◆ Task to complete ◆
Reproduce the consular letter word for word between "In the present" and "result from it.", inclusive.

Consulate of the United States of America, St. Salvador
Nov. 10th. 1808.
In the present interesting situation of the Spanish Colonies, it will probable be agreeable to you to receive the proclamations of the Vice Roy & Cabildo of Buenos-Ayres, and the Reclamation and Manifestos of the Princess of Brazil, and the Infant of Spain Don Pedro Carlos, now at this Court, which I have the honor to inclose herewith. The translations which accompany them have been made in haste, and my time has not permitted me to put into English the Manifestos.
The United States will not look with indifference, it is presumed, upon the events transpiring in the Spanish Colonies; which it is to be hoped and expected, will maintain their integrity to Spain in her present struggle, and let this terminate as it may, their commercial if not political enfranchisement, is probable to result from it.

◆ Source information ◆
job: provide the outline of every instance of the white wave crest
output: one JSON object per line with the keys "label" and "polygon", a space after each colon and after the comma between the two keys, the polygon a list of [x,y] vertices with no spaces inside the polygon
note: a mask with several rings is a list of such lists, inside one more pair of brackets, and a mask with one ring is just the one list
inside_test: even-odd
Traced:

◆ Solution to this task ◆
In the present interesting situation of the Spanish Colonies, it will probable be agreeable to you to receive the proclamations of the Vice Roy & Cabildo of Buenos-Ayres, and the Reclamation and Manifestos of the Princess of Brazil, and the Infant of Spain Don Pedro Carlos, now at this Court, which I have the honor to inclose herewith. The translations which accompany them have been made in haste, and my time has not permitted me to put into English the Manifestos.
The United States will not look with indifference, it is presumed, upon the events transpiring in the Spanish Colonies; which it is to be hoped and expected, will maintain their integrity to Spain in her present struggle, and let this terminate as it may, their commercial if not political enfranchisement, is probable to result from it.